(Position identification records)
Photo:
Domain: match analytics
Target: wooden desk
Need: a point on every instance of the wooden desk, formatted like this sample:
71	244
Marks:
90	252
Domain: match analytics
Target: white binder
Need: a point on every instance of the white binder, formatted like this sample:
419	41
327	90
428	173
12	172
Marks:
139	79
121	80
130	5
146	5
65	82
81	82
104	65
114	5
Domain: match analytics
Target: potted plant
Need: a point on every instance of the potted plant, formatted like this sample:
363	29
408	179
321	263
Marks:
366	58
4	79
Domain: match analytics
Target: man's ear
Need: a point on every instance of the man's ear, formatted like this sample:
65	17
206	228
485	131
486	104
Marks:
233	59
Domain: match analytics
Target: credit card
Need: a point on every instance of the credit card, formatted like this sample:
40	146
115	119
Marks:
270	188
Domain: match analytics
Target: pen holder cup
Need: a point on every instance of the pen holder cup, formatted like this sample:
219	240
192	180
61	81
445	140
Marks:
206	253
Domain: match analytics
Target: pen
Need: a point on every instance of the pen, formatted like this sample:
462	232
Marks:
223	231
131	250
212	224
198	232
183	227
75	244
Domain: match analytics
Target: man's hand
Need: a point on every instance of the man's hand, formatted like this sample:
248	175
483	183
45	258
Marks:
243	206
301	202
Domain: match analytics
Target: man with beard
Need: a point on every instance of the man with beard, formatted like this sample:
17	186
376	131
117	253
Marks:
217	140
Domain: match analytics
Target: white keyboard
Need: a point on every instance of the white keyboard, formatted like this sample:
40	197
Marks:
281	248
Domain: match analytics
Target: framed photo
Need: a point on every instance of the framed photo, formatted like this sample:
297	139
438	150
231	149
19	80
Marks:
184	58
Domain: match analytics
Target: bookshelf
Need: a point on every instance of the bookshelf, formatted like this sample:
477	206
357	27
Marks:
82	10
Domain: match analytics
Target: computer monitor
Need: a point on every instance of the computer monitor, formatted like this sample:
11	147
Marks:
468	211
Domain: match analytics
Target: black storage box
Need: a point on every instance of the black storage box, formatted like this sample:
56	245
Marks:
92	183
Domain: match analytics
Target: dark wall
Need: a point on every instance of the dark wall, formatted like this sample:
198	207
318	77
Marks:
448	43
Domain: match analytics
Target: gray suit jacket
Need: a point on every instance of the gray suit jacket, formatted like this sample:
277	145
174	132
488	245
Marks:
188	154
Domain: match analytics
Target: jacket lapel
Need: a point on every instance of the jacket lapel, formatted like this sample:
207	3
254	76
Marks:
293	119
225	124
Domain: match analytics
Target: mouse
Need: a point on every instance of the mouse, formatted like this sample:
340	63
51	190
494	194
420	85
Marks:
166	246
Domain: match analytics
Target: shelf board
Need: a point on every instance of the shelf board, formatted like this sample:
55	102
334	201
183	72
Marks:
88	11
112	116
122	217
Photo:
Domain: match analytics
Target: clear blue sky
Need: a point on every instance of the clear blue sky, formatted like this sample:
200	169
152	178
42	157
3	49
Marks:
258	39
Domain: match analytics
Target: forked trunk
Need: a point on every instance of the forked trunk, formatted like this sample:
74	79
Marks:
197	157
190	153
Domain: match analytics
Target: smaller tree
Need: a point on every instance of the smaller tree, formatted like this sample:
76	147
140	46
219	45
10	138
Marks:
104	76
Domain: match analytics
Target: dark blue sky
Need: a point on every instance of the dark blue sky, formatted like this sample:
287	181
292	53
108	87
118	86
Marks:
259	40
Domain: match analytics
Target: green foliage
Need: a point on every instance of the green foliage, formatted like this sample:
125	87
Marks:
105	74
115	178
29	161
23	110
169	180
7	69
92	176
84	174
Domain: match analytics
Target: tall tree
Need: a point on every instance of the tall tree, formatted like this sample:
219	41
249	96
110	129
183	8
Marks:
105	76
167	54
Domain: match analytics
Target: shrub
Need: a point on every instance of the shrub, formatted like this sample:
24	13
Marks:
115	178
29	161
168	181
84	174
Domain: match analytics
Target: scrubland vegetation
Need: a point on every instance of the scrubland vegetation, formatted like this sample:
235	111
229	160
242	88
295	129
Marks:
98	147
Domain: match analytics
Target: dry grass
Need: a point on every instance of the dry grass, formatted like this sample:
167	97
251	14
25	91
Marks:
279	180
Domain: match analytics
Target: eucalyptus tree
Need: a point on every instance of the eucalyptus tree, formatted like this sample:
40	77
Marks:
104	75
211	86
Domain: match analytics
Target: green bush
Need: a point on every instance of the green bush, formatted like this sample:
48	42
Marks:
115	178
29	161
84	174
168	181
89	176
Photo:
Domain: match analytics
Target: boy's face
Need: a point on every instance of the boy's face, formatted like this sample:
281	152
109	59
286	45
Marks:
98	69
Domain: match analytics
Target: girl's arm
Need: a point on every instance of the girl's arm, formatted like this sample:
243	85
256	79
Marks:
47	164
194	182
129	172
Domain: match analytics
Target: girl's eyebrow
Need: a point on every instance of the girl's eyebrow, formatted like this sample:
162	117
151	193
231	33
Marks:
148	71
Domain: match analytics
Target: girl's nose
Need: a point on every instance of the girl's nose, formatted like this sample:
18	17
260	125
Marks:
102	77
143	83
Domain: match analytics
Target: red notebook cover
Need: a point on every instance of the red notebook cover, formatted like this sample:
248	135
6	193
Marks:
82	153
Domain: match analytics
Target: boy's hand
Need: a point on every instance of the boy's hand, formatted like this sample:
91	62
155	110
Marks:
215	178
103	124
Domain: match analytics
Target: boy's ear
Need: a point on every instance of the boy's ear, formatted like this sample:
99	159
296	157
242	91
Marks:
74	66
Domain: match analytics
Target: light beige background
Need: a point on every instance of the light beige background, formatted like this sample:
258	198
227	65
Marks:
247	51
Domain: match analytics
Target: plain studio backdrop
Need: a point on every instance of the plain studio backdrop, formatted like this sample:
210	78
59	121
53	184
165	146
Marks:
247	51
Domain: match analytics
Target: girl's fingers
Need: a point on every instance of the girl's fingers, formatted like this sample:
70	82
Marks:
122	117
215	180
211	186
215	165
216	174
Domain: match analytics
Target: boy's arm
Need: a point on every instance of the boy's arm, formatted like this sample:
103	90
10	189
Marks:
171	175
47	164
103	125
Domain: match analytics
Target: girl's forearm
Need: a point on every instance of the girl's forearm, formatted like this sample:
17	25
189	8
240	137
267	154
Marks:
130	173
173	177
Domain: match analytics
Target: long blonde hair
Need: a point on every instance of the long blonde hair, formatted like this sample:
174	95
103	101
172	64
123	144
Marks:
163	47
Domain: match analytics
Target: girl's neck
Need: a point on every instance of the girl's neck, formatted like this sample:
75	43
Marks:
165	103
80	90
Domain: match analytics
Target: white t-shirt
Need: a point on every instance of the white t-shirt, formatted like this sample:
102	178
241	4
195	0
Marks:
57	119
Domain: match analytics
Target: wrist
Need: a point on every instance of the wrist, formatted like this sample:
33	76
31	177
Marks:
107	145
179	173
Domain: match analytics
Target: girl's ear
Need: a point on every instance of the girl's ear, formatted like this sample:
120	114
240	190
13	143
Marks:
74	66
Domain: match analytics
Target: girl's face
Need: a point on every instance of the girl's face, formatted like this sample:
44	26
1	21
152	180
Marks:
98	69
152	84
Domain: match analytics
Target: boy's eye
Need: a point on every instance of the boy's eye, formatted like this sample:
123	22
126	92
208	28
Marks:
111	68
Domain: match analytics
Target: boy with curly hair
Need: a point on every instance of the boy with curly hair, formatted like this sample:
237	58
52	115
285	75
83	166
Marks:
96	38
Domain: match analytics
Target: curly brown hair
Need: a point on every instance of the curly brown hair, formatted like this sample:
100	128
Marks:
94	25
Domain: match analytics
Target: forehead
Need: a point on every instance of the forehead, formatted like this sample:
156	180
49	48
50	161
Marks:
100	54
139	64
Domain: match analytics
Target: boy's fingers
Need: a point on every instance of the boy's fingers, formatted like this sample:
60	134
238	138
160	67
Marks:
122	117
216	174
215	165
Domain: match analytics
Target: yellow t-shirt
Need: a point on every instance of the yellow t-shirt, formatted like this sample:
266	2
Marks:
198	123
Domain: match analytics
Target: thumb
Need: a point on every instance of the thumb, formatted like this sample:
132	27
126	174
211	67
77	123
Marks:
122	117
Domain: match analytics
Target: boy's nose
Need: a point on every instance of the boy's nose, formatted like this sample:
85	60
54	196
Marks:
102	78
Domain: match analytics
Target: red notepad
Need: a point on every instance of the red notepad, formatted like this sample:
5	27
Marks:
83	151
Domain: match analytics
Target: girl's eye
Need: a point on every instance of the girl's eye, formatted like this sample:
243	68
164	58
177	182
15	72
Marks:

* _Exercise details_
Give the number of lines in the material above that contain the string "background", with case counting. Reply with the number only.

* _Solution to the exercise_
2